── PASSAGE PROVIDED

Actually, now that I think about it, it's sort of weird to be opening a dialog from a background thread but I think this will still work.

justin.m.chase
Yes, opening a dialog from a thread other than the main thread for the application is not only weird, but dangerous. It's just like changing the UI from a non-UI thread. It can and will blow up on you at run-time. If you need to show a dialog based on something in another thread, you need to send an event from that thread back to the UI thread, which can then show the dialog.
jasonh
When I say "send an event back to the UI thread" I mean that the worker thread should *somehow* cause a form or control on the UI thread's Invoke or BeginInvoke method to be called. Exactly how you want to do this (I use an event and then the Form has a method that checks InvokeRequired before directly calling the method that shows the dialog or calling Invoke/BeginInvoke on that method) is up to you.
jasonh
Outstanding! Thanks Justin
rc1
A: 

Instead of this line:

Application.SetUnhandledExceptionMode(UnhandledExceptionMode.CatchException);

You need this:

#if DEBUG
        Application.SetUnhandledExceptionMode(UnhandledExceptionMode.CatchException);
#else
        Application.SetUnhandledExceptionMode(UnhandledExceptionMode.ThrowException);
#endif

This way, when you run the program in Visual Studio under Debug mode, Visual Studio will trap the exceptions when they happen so you can debug them at the point they occur. When you run your program in release mode, the exceptions will be caught by the handler for Application.ThreadException or the handler for the AppDomain.

This works perfectly in my program. I got tired of getting emails with the "Unhandled exception has occurred in your application..." box, so I implemented a universal form with a text box that allows me to dump specific information that I use to debug the problem.

jasonh
Jason - that doesn't work in this case unfortunately
rc1
Why not? What happens? I have a working application (using plain old Threads) that, if an exception is thrown in the thread that isn't caught), the global handler takes it.

────
── DATASET

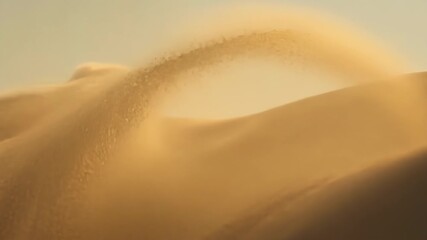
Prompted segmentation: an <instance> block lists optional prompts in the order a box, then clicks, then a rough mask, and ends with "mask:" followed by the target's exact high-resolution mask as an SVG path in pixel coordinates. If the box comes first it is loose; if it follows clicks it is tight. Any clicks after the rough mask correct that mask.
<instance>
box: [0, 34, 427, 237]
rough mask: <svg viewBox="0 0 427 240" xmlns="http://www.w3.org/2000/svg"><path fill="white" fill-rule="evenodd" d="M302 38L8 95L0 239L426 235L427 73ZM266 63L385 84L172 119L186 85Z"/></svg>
mask: <svg viewBox="0 0 427 240" xmlns="http://www.w3.org/2000/svg"><path fill="white" fill-rule="evenodd" d="M302 30H303V31H288V30H286V31H283V30H274V31H262V32H254V33H250V34H243V35H237V36H232V37H230V38H227V39H225V40H222V41H219V42H214V43H212V44H207V45H204V46H202V47H199V48H196V49H193V50H191V51H188V52H184V53H183V54H181V55H178V56H173V57H167V58H165V59H161V60H159V61H157V62H155V63H153V64H152V65H149V66H148V67H145V68H141V69H136V70H128V69H127V68H125V67H121V66H110V65H106V66H103V65H96V64H89V65H83V66H81V67H80V68H78V69H77V71H76V73H75V74H74V75H73V76H72V77H71V79H70V80H71V81H68V82H66V83H64V84H62V85H59V86H51V87H46V88H40V89H38V90H28V91H22V92H19V93H10V94H6V95H3V97H1V98H0V113H1V117H0V166H1V168H0V239H17V240H18V239H19V240H20V239H154V240H157V239H205V238H207V239H290V240H292V239H298V240H299V239H313V240H314V239H337V240H338V239H414V240H418V239H419V240H421V239H425V237H426V231H425V229H424V226H425V223H426V222H425V218H424V216H425V213H426V207H425V206H424V202H425V200H427V199H426V194H424V193H423V186H424V185H425V181H426V179H425V177H424V174H423V173H425V172H426V171H427V169H426V166H425V161H424V160H425V153H419V154H418V155H416V156H415V157H411V154H413V153H414V152H416V151H422V150H423V149H425V147H427V135H426V134H425V133H426V132H427V125H426V124H425V122H427V111H426V110H425V105H426V104H427V83H426V82H425V75H423V74H418V75H405V76H402V77H395V78H393V79H391V76H394V75H393V73H394V71H391V70H390V69H389V68H387V67H382V63H383V62H382V61H381V60H380V59H381V58H374V57H372V58H369V61H367V59H364V58H360V55H359V54H358V53H359V52H358V51H357V50H354V49H352V47H353V45H351V44H350V46H352V47H350V48H346V47H342V46H341V47H339V44H337V43H336V42H335V41H332V42H331V41H329V40H327V39H328V38H324V36H321V35H316V34H315V32H310V31H308V30H309V29H304V28H303V29H302ZM307 31H308V33H310V34H308V35H307V34H306V33H307ZM332 35H333V34H332ZM296 49H299V51H300V52H298V54H295V51H296ZM301 49H302V50H301ZM250 54H253V55H252V56H255V57H258V56H265V55H274V56H276V57H279V58H280V59H293V60H295V61H300V59H299V56H300V55H302V56H304V60H303V61H302V64H305V65H310V66H312V65H316V66H321V67H322V68H325V69H327V71H330V72H333V73H335V74H340V75H342V76H346V78H348V79H347V80H349V79H352V80H353V79H356V78H360V79H361V80H360V81H359V82H370V83H366V84H364V85H358V86H355V87H351V88H347V89H342V90H339V91H335V92H330V93H326V94H322V95H319V96H314V97H310V98H307V99H303V100H301V101H297V102H294V103H290V104H286V105H284V106H282V107H279V108H275V109H271V110H268V111H265V112H261V113H258V114H254V115H250V116H245V117H240V118H235V119H224V120H215V121H214V120H195V119H176V118H168V117H165V116H161V115H158V114H156V113H157V112H156V111H155V108H156V104H155V103H157V102H156V99H158V98H161V94H159V92H161V91H160V90H164V89H165V88H167V87H168V86H169V85H171V84H172V83H174V81H175V80H176V78H175V77H176V76H177V75H179V74H180V73H183V72H186V71H189V70H194V69H195V70H197V71H199V70H200V71H203V70H204V69H205V68H207V67H211V66H213V65H215V64H219V63H222V62H224V61H225V60H230V59H236V58H238V57H241V56H247V55H250ZM295 55H296V56H297V57H296V58H295ZM373 56H375V54H373ZM298 59H299V60H298ZM365 80H366V81H365ZM375 80H378V81H375Z"/></svg>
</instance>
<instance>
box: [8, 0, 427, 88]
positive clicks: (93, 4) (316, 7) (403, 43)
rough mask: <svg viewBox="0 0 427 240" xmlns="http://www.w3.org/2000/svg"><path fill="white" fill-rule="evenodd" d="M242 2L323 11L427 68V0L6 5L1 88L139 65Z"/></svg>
mask: <svg viewBox="0 0 427 240" xmlns="http://www.w3.org/2000/svg"><path fill="white" fill-rule="evenodd" d="M239 2H242V3H247V2H258V3H262V2H279V3H285V4H286V3H287V4H292V5H295V6H302V7H304V6H306V7H310V8H315V9H319V10H322V11H324V12H326V13H328V14H331V15H333V16H337V17H339V18H341V19H344V20H346V21H347V22H349V23H351V24H353V25H355V26H357V27H359V28H361V29H363V30H365V31H366V32H368V33H370V34H371V35H373V36H375V37H376V38H379V39H381V40H382V41H385V42H386V43H387V44H388V46H389V47H391V48H393V49H394V50H395V51H396V52H398V53H400V54H401V55H402V56H403V57H405V58H406V59H408V60H409V62H410V64H411V70H413V71H422V70H427V30H426V28H425V26H424V25H425V23H427V14H426V12H427V1H425V0H394V1H393V0H378V1H372V0H357V1H343V0H264V1H244V0H241V1H239V0H234V1H232V0H110V1H107V0H72V1H70V0H37V1H28V0H26V1H24V0H0V31H1V34H0V66H1V69H0V70H1V71H0V91H3V90H9V89H16V88H20V87H22V86H29V85H31V86H32V85H39V84H46V83H59V82H63V81H65V80H66V79H67V78H68V76H69V75H70V74H71V73H72V71H73V69H74V67H75V66H77V65H78V64H80V63H83V62H88V61H98V62H106V63H119V64H132V63H135V62H137V61H138V60H139V59H140V58H141V59H144V57H145V58H147V57H151V56H152V55H153V54H154V53H155V52H156V51H157V49H156V48H157V46H163V45H167V43H168V42H169V41H171V40H170V39H168V37H170V36H171V35H170V32H171V31H176V29H175V27H176V26H175V25H174V23H175V22H182V21H191V18H192V17H194V16H196V15H197V13H198V12H200V11H201V10H207V9H210V8H213V7H219V6H227V5H228V4H234V5H235V4H236V3H239ZM272 86H273V87H274V83H273V84H272ZM212 94H213V93H212Z"/></svg>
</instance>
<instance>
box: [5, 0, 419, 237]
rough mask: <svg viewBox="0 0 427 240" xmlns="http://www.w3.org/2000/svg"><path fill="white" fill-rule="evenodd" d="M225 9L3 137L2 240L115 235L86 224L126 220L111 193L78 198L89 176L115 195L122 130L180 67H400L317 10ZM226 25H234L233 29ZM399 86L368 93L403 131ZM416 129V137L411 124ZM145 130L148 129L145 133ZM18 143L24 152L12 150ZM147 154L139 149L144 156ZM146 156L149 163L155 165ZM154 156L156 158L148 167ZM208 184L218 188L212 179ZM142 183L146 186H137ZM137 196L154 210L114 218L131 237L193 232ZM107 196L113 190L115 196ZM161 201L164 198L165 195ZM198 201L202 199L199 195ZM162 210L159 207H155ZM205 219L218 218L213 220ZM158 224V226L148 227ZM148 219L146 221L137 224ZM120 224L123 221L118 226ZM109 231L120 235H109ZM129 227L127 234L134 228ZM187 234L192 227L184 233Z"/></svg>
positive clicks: (187, 167)
mask: <svg viewBox="0 0 427 240" xmlns="http://www.w3.org/2000/svg"><path fill="white" fill-rule="evenodd" d="M230 12H233V14H232V16H231V17H220V18H219V20H218V18H216V20H218V21H217V23H215V25H216V26H215V27H212V28H210V27H209V28H207V30H208V31H210V33H209V34H206V33H202V34H201V35H200V36H201V37H200V39H202V41H201V44H200V45H199V46H197V47H194V48H190V49H189V50H183V51H182V52H179V53H178V54H173V55H170V56H168V55H167V57H164V58H159V59H158V60H157V61H155V62H153V63H152V64H149V65H147V66H145V67H142V68H140V69H136V70H134V71H131V72H130V73H129V74H127V75H126V76H125V77H123V78H121V79H118V80H114V81H111V82H109V83H108V84H105V86H101V87H100V88H101V89H98V90H97V91H96V92H95V93H93V94H92V95H90V94H91V92H90V91H89V96H88V97H84V98H82V99H78V100H77V99H72V100H70V101H75V102H74V103H73V104H70V105H69V106H71V107H70V108H67V109H60V110H57V114H56V115H55V117H52V118H50V119H47V120H45V121H43V122H41V123H40V124H39V126H37V127H35V128H34V129H33V130H32V131H29V132H27V133H25V134H22V135H21V136H20V138H16V139H12V140H11V141H8V142H3V143H2V145H0V146H2V149H0V154H1V155H0V159H1V164H3V165H4V167H3V168H2V169H1V170H0V174H1V181H0V184H1V185H0V189H1V191H0V238H2V239H29V238H32V239H94V238H96V237H99V236H103V237H104V238H105V239H114V238H115V237H120V234H123V231H124V230H120V229H121V227H120V226H118V225H114V223H111V224H113V225H114V227H116V228H114V227H111V228H110V230H106V229H102V226H103V225H102V224H100V226H101V227H100V229H98V228H97V227H99V226H98V225H96V224H97V223H93V226H90V225H91V224H92V222H91V221H92V220H91V219H96V220H93V221H99V219H97V218H100V219H101V221H107V222H109V221H111V222H114V221H116V220H114V219H116V218H117V219H119V220H123V219H121V218H120V217H119V216H116V215H115V214H119V215H120V213H118V212H117V211H119V210H118V209H117V206H115V205H114V204H111V206H110V205H108V201H105V199H103V201H104V202H107V203H106V205H107V207H105V206H104V207H105V208H104V209H103V210H104V211H107V212H96V211H97V207H94V205H91V204H90V203H88V202H90V201H89V200H88V199H86V198H89V197H85V196H87V194H88V193H89V195H90V196H91V191H95V190H94V189H96V188H94V187H93V186H92V184H93V181H94V180H95V179H97V177H99V178H101V179H107V180H104V181H105V182H102V181H101V182H102V183H100V184H94V186H97V189H98V191H101V192H102V191H107V192H112V193H116V191H117V190H114V189H113V190H112V189H111V188H112V187H111V185H109V183H110V182H109V181H112V180H111V179H110V178H114V176H116V175H117V174H121V173H120V172H121V171H124V170H125V169H126V168H125V167H121V165H120V164H122V163H121V162H120V161H119V162H117V161H116V162H114V161H112V160H113V159H115V160H120V157H117V156H116V155H115V151H116V150H117V148H118V145H120V144H121V143H123V142H125V143H126V141H127V140H125V138H126V136H128V134H129V133H130V132H131V130H133V129H136V127H137V126H140V125H144V122H143V121H144V120H145V118H146V117H147V115H148V114H149V112H150V108H151V107H152V106H154V105H155V103H156V101H157V99H158V98H157V97H156V96H162V94H161V93H162V92H164V91H165V90H166V89H168V88H170V86H173V85H174V84H176V82H177V81H178V80H179V81H183V80H185V79H182V78H181V79H179V78H178V75H180V74H182V73H185V72H188V71H204V70H205V69H206V68H207V67H212V66H214V65H216V64H220V63H224V62H227V61H233V60H236V59H238V58H241V57H261V56H267V57H268V56H272V57H274V58H276V59H278V61H283V62H284V63H285V64H290V65H293V64H299V65H302V66H314V67H320V68H322V69H325V70H326V71H329V72H332V73H334V74H338V75H340V76H342V79H343V80H344V81H353V82H370V81H381V80H387V79H390V78H391V77H394V76H396V75H397V74H399V73H402V71H403V70H401V69H400V67H401V66H402V64H401V63H400V62H399V61H393V60H392V59H393V58H392V57H391V56H390V55H391V54H389V53H387V52H383V51H379V50H377V48H376V47H372V44H370V43H369V41H366V40H363V38H361V37H359V35H358V34H355V33H353V31H351V30H349V29H348V28H347V27H344V28H340V27H337V26H335V24H331V23H329V22H328V21H325V20H323V19H322V18H319V17H317V16H315V15H314V14H311V13H309V14H303V13H300V12H297V11H286V12H283V11H280V10H278V9H277V8H276V9H275V10H273V9H268V8H264V9H261V8H259V7H256V9H251V10H247V11H246V10H245V11H243V13H239V12H236V10H233V11H230ZM225 15H227V14H225ZM237 19H240V20H241V21H240V20H239V21H238V20H237ZM241 23H243V24H244V25H241ZM233 25H235V26H237V27H236V28H234V29H233ZM242 26H243V27H242ZM218 32H219V34H218ZM222 33H224V34H222ZM216 34H218V35H216ZM195 35H197V34H196V33H194V34H193V36H195ZM209 35H212V36H213V38H212V36H209ZM218 36H220V37H218ZM204 38H205V39H204ZM206 39H213V40H211V41H208V40H206ZM205 40H206V41H205ZM81 82H82V81H79V80H78V79H77V80H76V81H73V82H70V83H69V84H70V86H79V85H78V84H83V83H81ZM405 87H407V86H405ZM397 90H401V87H399V88H398V89H396V88H393V87H392V88H390V89H388V91H387V94H383V93H382V91H375V92H373V93H372V100H373V101H374V102H375V101H378V106H379V107H381V106H384V107H387V108H390V109H391V108H394V109H392V110H390V111H392V112H393V113H396V114H397V115H396V116H398V118H397V119H398V120H397V121H401V122H403V123H405V125H404V127H403V128H402V131H412V130H413V129H412V127H413V126H417V125H412V124H410V123H411V121H412V120H414V119H415V120H416V119H417V118H416V116H415V115H416V114H417V113H416V111H413V110H411V111H408V110H407V109H408V106H412V104H413V101H412V99H411V98H412V96H413V93H414V91H412V90H408V91H404V92H405V93H404V94H405V95H404V96H405V97H406V98H405V99H407V100H405V101H403V102H402V101H401V99H400V98H399V99H398V101H397V102H399V105H397V104H396V103H397V102H396V99H395V98H396V96H401V95H400V94H401V91H397ZM391 91H395V93H396V94H397V95H396V94H394V93H393V94H391ZM284 94H285V93H284ZM166 95H167V94H166ZM402 96H403V95H402ZM402 99H403V98H402ZM146 124H147V123H146ZM417 124H421V123H417ZM408 126H409V127H408ZM414 136H417V135H416V133H415V132H414ZM142 137H148V136H142ZM152 137H155V136H154V135H152ZM144 141H148V142H149V140H144V139H143V140H141V142H144ZM20 148H21V149H25V151H18V149H20ZM144 154H145V153H142V156H144ZM143 161H144V160H142V162H143ZM147 161H148V160H147ZM143 164H145V165H144V166H145V167H148V166H149V165H150V164H152V163H143ZM156 164H158V163H155V164H154V165H156ZM110 165H111V166H114V168H113V170H112V172H109V171H106V170H105V168H106V166H107V168H108V166H110ZM174 167H175V171H178V169H180V168H191V167H189V166H178V165H176V166H174ZM190 170H191V169H190ZM150 171H151V172H150V173H149V175H150V176H155V177H156V178H157V179H162V177H163V176H164V171H165V169H164V168H159V169H157V168H150ZM177 178H178V179H179V177H177ZM109 179H110V180H109ZM177 182H179V181H178V180H177ZM184 183H186V182H185V181H184ZM162 184H163V183H162V181H160V182H155V183H153V185H154V186H157V187H158V188H159V190H155V192H156V191H159V192H156V193H157V194H160V195H161V194H164V195H166V196H169V197H171V198H172V199H171V200H172V205H168V207H166V209H167V210H168V211H169V212H168V213H167V214H171V215H174V214H173V213H176V215H177V216H180V215H184V216H187V215H185V214H184V213H183V212H180V211H182V209H181V210H176V209H174V208H173V206H175V205H176V206H181V205H182V204H184V203H180V202H175V203H174V202H173V200H174V199H175V198H177V199H179V196H178V195H175V196H170V195H168V194H166V193H163V192H162V190H161V189H162V187H163V186H164V185H162ZM165 184H166V185H167V184H170V183H165ZM210 185H211V186H216V184H215V183H214V182H211V183H210ZM91 186H92V187H91ZM129 187H132V186H129ZM144 187H148V186H146V185H144V186H142V188H144ZM151 187H152V186H151ZM133 188H141V186H139V185H136V186H133ZM171 188H174V187H171ZM175 188H176V189H187V188H189V189H191V187H187V186H185V185H181V186H175ZM99 189H101V190H99ZM176 189H175V190H176ZM119 190H120V189H119ZM138 194H139V195H141V196H139V198H141V197H142V196H144V197H146V198H147V199H148V200H146V201H147V202H145V203H146V204H149V203H151V204H154V208H153V207H152V206H149V207H148V208H153V209H154V210H153V209H145V211H146V212H143V213H144V214H146V215H141V216H139V215H135V216H134V215H133V217H135V219H132V218H130V219H127V221H125V222H121V223H119V225H120V224H127V225H128V226H126V227H128V228H129V227H130V228H131V229H132V230H136V231H138V230H140V228H141V227H140V226H139V225H138V224H137V223H140V224H141V225H142V226H143V227H142V228H143V233H142V235H133V236H134V237H146V238H145V239H165V238H164V237H165V236H166V239H167V234H177V236H178V238H179V236H184V237H183V238H182V239H185V236H186V235H185V234H189V233H188V232H186V231H190V230H188V229H187V230H186V231H184V232H182V231H183V230H182V226H181V225H182V224H184V225H185V221H186V220H185V217H184V220H182V219H180V218H178V219H175V220H176V221H180V222H179V223H176V222H173V221H172V220H173V219H168V221H169V220H171V222H162V221H163V220H165V219H164V216H163V217H162V216H157V215H156V214H157V213H159V212H158V211H155V209H157V208H160V207H162V202H161V201H160V200H159V199H154V198H153V199H150V197H149V196H146V195H144V194H146V192H144V191H142V193H141V192H136V193H135V195H138ZM107 196H110V195H107ZM112 196H116V195H115V194H112ZM162 196H163V195H162ZM201 199H204V200H200V201H207V202H209V203H213V204H214V203H215V199H210V200H208V199H205V198H202V197H201ZM98 200H99V199H98ZM151 200H152V201H151ZM163 200H164V199H163ZM164 201H166V200H164ZM196 202H197V201H196ZM166 203H168V204H170V202H167V201H166ZM186 204H188V203H186ZM199 204H200V205H201V206H204V205H203V204H202V203H199ZM242 204H243V203H242ZM86 205H88V206H89V207H87V206H86ZM184 205H185V204H184ZM190 205H191V201H190ZM108 206H109V207H110V208H109V207H108ZM147 206H148V205H147ZM156 207H157V208H156ZM163 207H164V206H163ZM100 208H101V207H100ZM81 209H84V210H81ZM88 209H91V210H88ZM114 209H116V210H114ZM84 211H88V212H84ZM135 211H136V210H135ZM159 211H165V210H164V209H160V210H159ZM174 211H176V212H174ZM136 212H138V211H136ZM97 214H98V215H97ZM162 214H166V213H165V212H162ZM167 214H166V215H167ZM186 214H187V213H186ZM197 214H198V213H188V216H187V217H188V218H190V219H187V220H188V222H192V221H195V222H196V221H197V219H191V217H194V216H197ZM89 215H90V216H89ZM100 216H103V217H100ZM137 217H139V219H138V218H137ZM156 217H158V218H156ZM83 219H84V220H83ZM156 221H158V222H156ZM212 221H213V222H215V220H212ZM155 223H156V224H157V225H155V226H150V224H151V225H153V224H155ZM98 224H99V223H98ZM105 224H107V223H105ZM206 224H207V225H209V224H208V223H206ZM82 225H85V226H82ZM88 225H89V226H88ZM107 225H108V224H107ZM137 225H138V226H137ZM175 225H178V226H181V227H177V226H175ZM145 226H149V227H148V228H147V229H144V227H145ZM174 226H175V227H174ZM168 227H170V229H169V230H170V231H169V232H168V231H166V232H165V231H164V230H163V228H168ZM187 227H188V226H187ZM184 228H185V227H184ZM190 228H191V226H190ZM83 229H85V230H83ZM123 229H127V228H125V227H123ZM86 231H87V232H86ZM174 231H176V232H174ZM195 231H196V230H195ZM196 232H197V231H196ZM202 232H203V231H202ZM86 233H87V235H85V234H86ZM115 234H118V235H117V236H115ZM127 234H129V236H130V234H131V233H127ZM135 234H136V233H135ZM196 235H197V234H196ZM30 236H31V237H30ZM187 236H188V235H187ZM189 236H192V235H191V234H189ZM162 237H163V238H162ZM169 237H170V236H169ZM116 239H117V238H116ZM187 239H188V238H187Z"/></svg>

────

| ACTIVITIES |
**a)** From the forum excerpt, list every preprocessor directive in the suggested code.
**b)** Please duplicate the part of the forum excerpt from "This way, when" up to and including "for the AppDomain.".
**c)** Decide whether each statement agrees with the forum excerpt, giving yes or no with the deciding words quoted.
(i) Opening a dialog from a thread other than the application's main thread is called dangerous.
(ii) In release mode, exceptions are caught by the handler for Application.ThreadException or the handler for the AppDomain.
(iii) The person who suggests the #if DEBUG code reports that it fails in their own program.

| SOLUTIONS FOR EACH TASK |
**a)**
#if DEBUG
#else
#endif

**b)**
This way, when you run the program in Visual Studio under Debug mode, Visual Studio will trap the exceptions when they happen so you can debug them at the point they occur. When you run your program in release mode, the exceptions will be caught by the handler for Application.ThreadException or the handler for the AppDomain.

**c)**
(i) Yes: "opening a dialog from a thread other than the main thread for the application is not only weird, but dangerous."
(ii) Yes: "When you run your program in release mode, the exceptions will be caught by the handler for Application.ThreadException or the handler for the AppDomain."
(iii) No: "This works perfectly in my program."